→ **What needs to be done**: Present everything from the row containing "target: <item>wooden spatula</item>" down to the final row below, both included, as a numbered list, leaving out any blank rows.

_ _ _ _ _ _ _

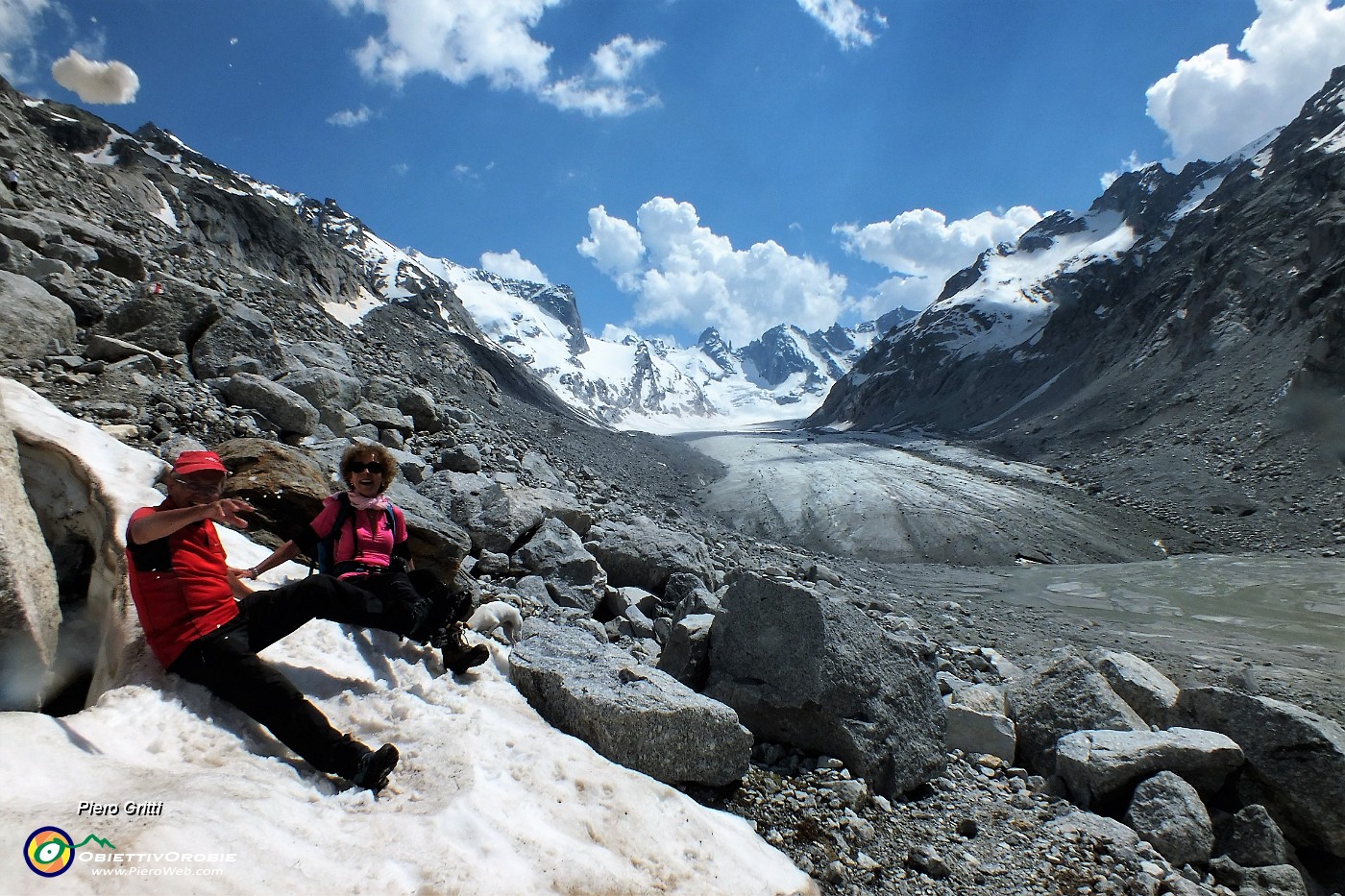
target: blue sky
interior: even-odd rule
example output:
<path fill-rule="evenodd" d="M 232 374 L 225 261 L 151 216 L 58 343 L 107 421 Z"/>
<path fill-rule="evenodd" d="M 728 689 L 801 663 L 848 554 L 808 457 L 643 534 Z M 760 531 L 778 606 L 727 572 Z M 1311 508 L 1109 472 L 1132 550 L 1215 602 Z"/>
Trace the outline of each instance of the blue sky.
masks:
<path fill-rule="evenodd" d="M 0 0 L 20 89 L 683 344 L 920 308 L 1342 62 L 1328 0 Z"/>

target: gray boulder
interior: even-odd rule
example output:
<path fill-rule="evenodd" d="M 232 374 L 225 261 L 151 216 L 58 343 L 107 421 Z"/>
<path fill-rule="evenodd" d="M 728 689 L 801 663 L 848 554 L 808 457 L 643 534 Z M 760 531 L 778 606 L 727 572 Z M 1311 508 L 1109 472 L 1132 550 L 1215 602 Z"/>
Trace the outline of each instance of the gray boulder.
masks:
<path fill-rule="evenodd" d="M 1224 687 L 1182 689 L 1177 714 L 1237 741 L 1260 802 L 1291 841 L 1345 858 L 1345 731 L 1338 724 Z"/>
<path fill-rule="evenodd" d="M 668 576 L 660 601 L 662 611 L 668 608 L 671 608 L 670 618 L 677 622 L 698 613 L 720 612 L 720 599 L 705 587 L 699 576 L 672 573 Z"/>
<path fill-rule="evenodd" d="M 546 578 L 546 589 L 561 607 L 577 607 L 592 613 L 607 591 L 607 573 L 580 537 L 554 517 L 514 553 L 523 569 Z"/>
<path fill-rule="evenodd" d="M 1215 848 L 1215 826 L 1205 803 L 1173 772 L 1158 772 L 1135 787 L 1126 823 L 1177 868 L 1208 862 Z"/>
<path fill-rule="evenodd" d="M 153 361 L 159 370 L 167 370 L 175 363 L 172 358 L 160 351 L 145 348 L 144 346 L 137 346 L 133 342 L 117 339 L 116 336 L 89 336 L 89 344 L 85 347 L 85 357 L 91 361 L 109 361 L 116 363 L 118 361 L 126 361 L 140 355 L 145 355 Z"/>
<path fill-rule="evenodd" d="M 1002 713 L 952 702 L 948 705 L 948 749 L 964 753 L 990 753 L 1013 763 L 1018 733 L 1013 720 Z"/>
<path fill-rule="evenodd" d="M 1233 815 L 1221 846 L 1225 856 L 1243 866 L 1289 862 L 1284 834 L 1260 803 L 1244 806 Z"/>
<path fill-rule="evenodd" d="M 75 312 L 27 277 L 0 270 L 0 355 L 43 358 L 75 340 Z"/>
<path fill-rule="evenodd" d="M 547 517 L 562 517 L 577 502 L 551 488 L 506 486 L 486 476 L 441 470 L 420 484 L 422 495 L 465 529 L 476 550 L 507 554 Z"/>
<path fill-rule="evenodd" d="M 395 408 L 378 405 L 373 401 L 360 401 L 350 412 L 359 417 L 360 422 L 371 424 L 379 429 L 394 429 L 404 436 L 416 432 L 416 421 Z"/>
<path fill-rule="evenodd" d="M 748 772 L 752 733 L 724 704 L 577 628 L 534 618 L 523 632 L 510 673 L 551 725 L 666 783 L 721 786 Z"/>
<path fill-rule="evenodd" d="M 744 574 L 724 596 L 705 693 L 760 739 L 842 759 L 881 794 L 944 764 L 931 644 L 808 588 Z"/>
<path fill-rule="evenodd" d="M 444 417 L 440 414 L 434 396 L 417 386 L 408 386 L 397 396 L 397 409 L 408 414 L 420 432 L 440 432 Z"/>
<path fill-rule="evenodd" d="M 1158 771 L 1181 775 L 1205 792 L 1223 787 L 1243 764 L 1237 744 L 1212 731 L 1076 731 L 1056 743 L 1056 774 L 1088 809 L 1126 784 Z"/>
<path fill-rule="evenodd" d="M 1095 650 L 1088 662 L 1141 718 L 1159 728 L 1169 724 L 1180 689 L 1167 675 L 1134 654 L 1115 650 Z"/>
<path fill-rule="evenodd" d="M 1237 896 L 1307 896 L 1303 876 L 1293 865 L 1243 868 L 1228 856 L 1216 856 L 1209 870 Z"/>
<path fill-rule="evenodd" d="M 551 467 L 546 456 L 535 451 L 525 451 L 523 457 L 518 461 L 519 468 L 530 475 L 533 479 L 538 480 L 543 486 L 558 487 L 565 480 L 561 478 L 555 468 Z"/>
<path fill-rule="evenodd" d="M 1018 728 L 1018 763 L 1038 775 L 1056 768 L 1056 741 L 1076 731 L 1149 731 L 1096 669 L 1057 650 L 1009 685 L 1009 716 Z"/>
<path fill-rule="evenodd" d="M 482 449 L 476 445 L 453 445 L 438 456 L 436 464 L 449 472 L 475 474 L 482 471 Z"/>
<path fill-rule="evenodd" d="M 225 382 L 225 398 L 256 410 L 281 432 L 309 436 L 317 428 L 317 409 L 293 389 L 250 373 L 235 373 Z"/>
<path fill-rule="evenodd" d="M 714 564 L 705 542 L 656 525 L 647 517 L 633 523 L 604 522 L 585 542 L 613 585 L 638 585 L 662 593 L 674 573 L 691 573 L 714 584 Z"/>
<path fill-rule="evenodd" d="M 359 425 L 359 418 L 347 410 L 359 401 L 360 382 L 355 377 L 330 367 L 305 367 L 285 374 L 278 382 L 317 408 L 319 420 L 334 432 Z"/>
<path fill-rule="evenodd" d="M 282 346 L 285 361 L 291 367 L 303 370 L 305 367 L 324 367 L 339 374 L 350 374 L 355 366 L 346 354 L 346 348 L 335 342 L 293 342 Z M 352 402 L 354 404 L 354 402 Z"/>
<path fill-rule="evenodd" d="M 139 293 L 104 318 L 98 334 L 165 355 L 187 354 L 187 347 L 219 319 L 221 295 L 175 277 L 164 277 L 156 285 L 161 292 Z"/>
<path fill-rule="evenodd" d="M 714 616 L 697 613 L 683 616 L 668 631 L 667 643 L 659 654 L 659 669 L 693 690 L 701 690 L 710 674 L 710 628 Z"/>
<path fill-rule="evenodd" d="M 225 377 L 234 359 L 254 358 L 262 373 L 280 373 L 284 357 L 270 318 L 242 303 L 229 304 L 218 320 L 191 347 L 191 366 L 198 378 Z"/>

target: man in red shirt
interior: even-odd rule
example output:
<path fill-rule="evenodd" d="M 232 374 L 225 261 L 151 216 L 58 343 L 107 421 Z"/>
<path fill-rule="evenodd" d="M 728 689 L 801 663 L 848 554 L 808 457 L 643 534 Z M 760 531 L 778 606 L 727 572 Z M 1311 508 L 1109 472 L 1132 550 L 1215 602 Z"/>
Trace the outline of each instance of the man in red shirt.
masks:
<path fill-rule="evenodd" d="M 207 687 L 262 725 L 315 768 L 379 791 L 397 747 L 370 749 L 343 735 L 257 652 L 311 619 L 409 634 L 417 611 L 383 605 L 332 576 L 249 592 L 230 572 L 215 522 L 245 529 L 243 500 L 222 498 L 229 471 L 213 451 L 184 451 L 168 499 L 141 507 L 126 526 L 130 596 L 145 640 L 168 671 Z M 241 597 L 241 600 L 235 600 Z"/>

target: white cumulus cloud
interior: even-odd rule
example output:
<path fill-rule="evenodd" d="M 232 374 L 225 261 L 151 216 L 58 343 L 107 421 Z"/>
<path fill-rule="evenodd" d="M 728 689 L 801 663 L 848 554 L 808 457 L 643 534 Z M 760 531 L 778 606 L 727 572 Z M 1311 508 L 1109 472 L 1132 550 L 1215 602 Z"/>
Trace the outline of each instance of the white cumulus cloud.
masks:
<path fill-rule="evenodd" d="M 51 65 L 51 77 L 81 102 L 126 104 L 136 101 L 140 77 L 122 62 L 94 62 L 71 50 Z"/>
<path fill-rule="evenodd" d="M 873 44 L 873 28 L 888 24 L 882 15 L 865 9 L 854 0 L 799 0 L 799 7 L 816 19 L 843 50 Z"/>
<path fill-rule="evenodd" d="M 0 75 L 27 81 L 34 70 L 32 38 L 40 30 L 48 0 L 0 0 Z"/>
<path fill-rule="evenodd" d="M 658 105 L 659 98 L 631 85 L 629 79 L 646 59 L 663 48 L 659 40 L 635 40 L 620 35 L 589 57 L 589 71 L 555 81 L 538 96 L 557 109 L 573 109 L 586 116 L 625 116 Z"/>
<path fill-rule="evenodd" d="M 550 285 L 551 283 L 546 274 L 542 273 L 542 269 L 521 256 L 518 249 L 510 249 L 508 252 L 483 252 L 482 270 L 488 270 L 492 274 L 498 274 L 508 280 L 526 280 L 527 283 L 539 283 L 545 285 Z"/>
<path fill-rule="evenodd" d="M 913 209 L 892 221 L 843 223 L 831 230 L 846 252 L 897 274 L 880 287 L 876 307 L 923 308 L 939 296 L 948 277 L 978 254 L 1017 241 L 1038 221 L 1041 215 L 1032 206 L 1014 206 L 1003 214 L 982 211 L 952 222 L 933 209 Z"/>
<path fill-rule="evenodd" d="M 342 128 L 354 128 L 364 124 L 373 117 L 374 113 L 369 106 L 360 106 L 359 109 L 342 109 L 340 112 L 330 114 L 327 117 L 327 124 L 334 124 Z"/>
<path fill-rule="evenodd" d="M 623 116 L 656 102 L 631 78 L 663 46 L 658 40 L 617 36 L 592 54 L 589 71 L 553 77 L 553 50 L 533 36 L 533 28 L 564 0 L 330 1 L 343 12 L 364 12 L 386 23 L 385 34 L 370 36 L 355 52 L 370 78 L 393 85 L 418 74 L 437 74 L 456 85 L 480 78 L 498 90 L 522 90 L 589 116 Z"/>
<path fill-rule="evenodd" d="M 846 278 L 826 264 L 791 256 L 768 239 L 734 249 L 728 237 L 701 225 L 695 207 L 655 196 L 636 222 L 589 210 L 581 254 L 636 296 L 636 326 L 714 326 L 745 343 L 780 323 L 818 330 L 855 307 Z"/>
<path fill-rule="evenodd" d="M 1149 87 L 1149 117 L 1167 133 L 1177 161 L 1224 159 L 1287 124 L 1345 63 L 1345 7 L 1256 0 L 1256 8 L 1237 44 L 1241 57 L 1221 43 Z"/>

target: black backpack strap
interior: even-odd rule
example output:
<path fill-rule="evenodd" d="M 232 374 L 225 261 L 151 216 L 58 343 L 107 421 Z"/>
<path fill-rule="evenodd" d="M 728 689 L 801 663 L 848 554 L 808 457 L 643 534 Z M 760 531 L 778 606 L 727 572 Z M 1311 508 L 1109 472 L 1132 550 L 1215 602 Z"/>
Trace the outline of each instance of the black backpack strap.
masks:
<path fill-rule="evenodd" d="M 351 518 L 354 507 L 350 506 L 350 495 L 344 491 L 336 492 L 336 519 L 332 521 L 331 531 L 317 544 L 317 572 L 335 574 L 336 569 L 336 542 L 340 539 L 340 527 Z"/>

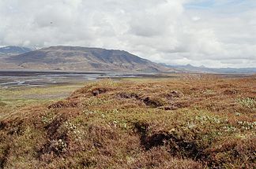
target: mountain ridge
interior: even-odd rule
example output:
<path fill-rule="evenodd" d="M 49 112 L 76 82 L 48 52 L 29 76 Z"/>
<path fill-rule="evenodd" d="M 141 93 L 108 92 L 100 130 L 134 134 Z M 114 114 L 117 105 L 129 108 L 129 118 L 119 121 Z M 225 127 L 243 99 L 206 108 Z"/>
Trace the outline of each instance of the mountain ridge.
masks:
<path fill-rule="evenodd" d="M 4 61 L 17 68 L 39 70 L 152 72 L 170 69 L 124 50 L 69 46 L 42 48 Z"/>

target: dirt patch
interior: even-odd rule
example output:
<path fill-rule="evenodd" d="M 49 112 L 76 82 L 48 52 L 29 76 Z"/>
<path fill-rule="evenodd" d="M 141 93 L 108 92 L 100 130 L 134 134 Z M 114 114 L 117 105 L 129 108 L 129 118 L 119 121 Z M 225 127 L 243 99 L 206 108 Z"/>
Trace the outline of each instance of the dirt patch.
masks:
<path fill-rule="evenodd" d="M 105 88 L 97 88 L 92 91 L 93 96 L 98 96 L 100 94 L 105 94 L 107 91 Z"/>
<path fill-rule="evenodd" d="M 236 90 L 226 90 L 223 92 L 224 94 L 226 94 L 226 95 L 233 95 L 233 94 L 238 94 L 238 91 Z"/>
<path fill-rule="evenodd" d="M 0 168 L 5 168 L 5 165 L 7 163 L 9 151 L 10 146 L 7 145 L 2 152 L 2 154 L 0 154 Z"/>
<path fill-rule="evenodd" d="M 141 145 L 146 150 L 164 145 L 168 147 L 172 156 L 198 160 L 205 159 L 204 149 L 198 145 L 194 141 L 186 140 L 166 131 L 159 131 L 149 134 L 149 125 L 147 123 L 137 123 L 134 127 L 141 135 Z"/>
<path fill-rule="evenodd" d="M 174 90 L 168 94 L 167 97 L 168 99 L 177 98 L 177 97 L 179 98 L 179 97 L 182 97 L 183 95 L 184 94 L 182 92 Z"/>
<path fill-rule="evenodd" d="M 135 99 L 140 99 L 140 96 L 137 94 L 131 93 L 131 94 L 127 94 L 127 93 L 121 93 L 119 94 L 119 97 L 121 98 L 135 98 Z"/>
<path fill-rule="evenodd" d="M 158 108 L 163 106 L 164 104 L 162 102 L 162 101 L 157 99 L 157 98 L 150 98 L 149 97 L 147 97 L 144 98 L 143 102 L 145 105 L 152 107 L 152 108 Z"/>
<path fill-rule="evenodd" d="M 48 108 L 75 108 L 79 106 L 77 101 L 59 101 L 48 106 Z"/>

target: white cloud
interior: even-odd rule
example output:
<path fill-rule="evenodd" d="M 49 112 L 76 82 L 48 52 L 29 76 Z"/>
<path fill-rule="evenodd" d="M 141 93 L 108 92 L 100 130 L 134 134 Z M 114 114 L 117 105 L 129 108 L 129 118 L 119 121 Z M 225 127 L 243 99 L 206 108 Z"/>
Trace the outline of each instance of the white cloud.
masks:
<path fill-rule="evenodd" d="M 0 46 L 96 46 L 168 64 L 256 67 L 256 2 L 201 2 L 1 0 Z"/>

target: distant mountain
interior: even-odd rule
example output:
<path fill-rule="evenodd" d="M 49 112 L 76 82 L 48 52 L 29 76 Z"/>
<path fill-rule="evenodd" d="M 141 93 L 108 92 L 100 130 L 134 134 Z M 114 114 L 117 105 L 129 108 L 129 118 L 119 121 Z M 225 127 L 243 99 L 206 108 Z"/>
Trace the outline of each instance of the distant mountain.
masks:
<path fill-rule="evenodd" d="M 78 46 L 43 48 L 9 57 L 4 61 L 16 69 L 144 72 L 168 71 L 164 66 L 126 51 Z M 3 66 L 0 64 L 0 68 Z"/>
<path fill-rule="evenodd" d="M 171 68 L 176 68 L 185 72 L 196 72 L 196 73 L 256 73 L 256 68 L 209 68 L 205 66 L 195 67 L 191 64 L 186 65 L 168 65 L 161 64 Z"/>
<path fill-rule="evenodd" d="M 20 47 L 20 46 L 6 46 L 6 47 L 0 47 L 0 54 L 2 56 L 5 55 L 17 55 L 17 54 L 22 54 L 27 52 L 32 51 L 32 49 L 27 47 Z"/>

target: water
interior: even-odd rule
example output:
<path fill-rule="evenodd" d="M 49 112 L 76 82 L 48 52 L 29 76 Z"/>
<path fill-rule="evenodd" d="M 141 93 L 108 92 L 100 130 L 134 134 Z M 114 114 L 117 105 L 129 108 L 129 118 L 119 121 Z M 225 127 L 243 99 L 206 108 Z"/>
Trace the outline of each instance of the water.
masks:
<path fill-rule="evenodd" d="M 38 86 L 96 80 L 103 78 L 138 77 L 116 72 L 0 72 L 0 86 Z"/>

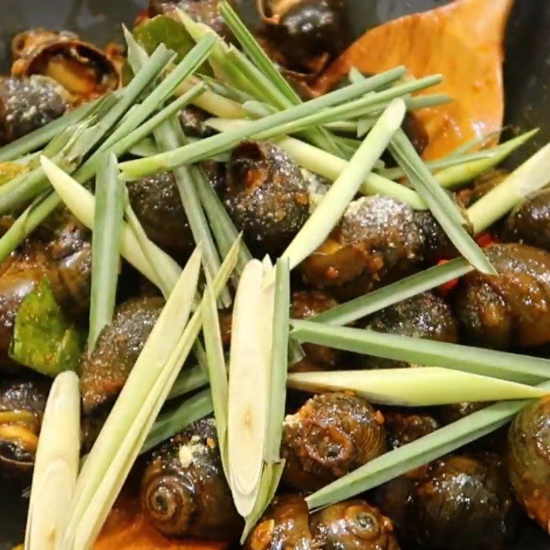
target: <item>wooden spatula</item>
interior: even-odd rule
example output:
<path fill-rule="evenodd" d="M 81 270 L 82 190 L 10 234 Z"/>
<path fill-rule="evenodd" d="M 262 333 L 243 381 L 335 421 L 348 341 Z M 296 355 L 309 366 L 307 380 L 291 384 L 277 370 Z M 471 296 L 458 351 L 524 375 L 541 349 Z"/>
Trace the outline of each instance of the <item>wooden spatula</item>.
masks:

_ _ _ _ _ _ _

→ **Finished exercise**:
1. target: <item>wooden spatula</item>
2. interior: even-odd rule
3. example output:
4. <path fill-rule="evenodd" d="M 81 270 L 82 190 L 10 234 Z"/>
5. <path fill-rule="evenodd" d="M 262 333 L 243 381 L 335 421 L 348 341 Z M 296 355 L 309 366 L 307 380 L 291 384 L 277 370 Z M 471 296 L 458 351 L 524 375 L 541 349 Z"/>
6. Trace the outline of each instance of the <item>wooden spatula</item>.
7. masks:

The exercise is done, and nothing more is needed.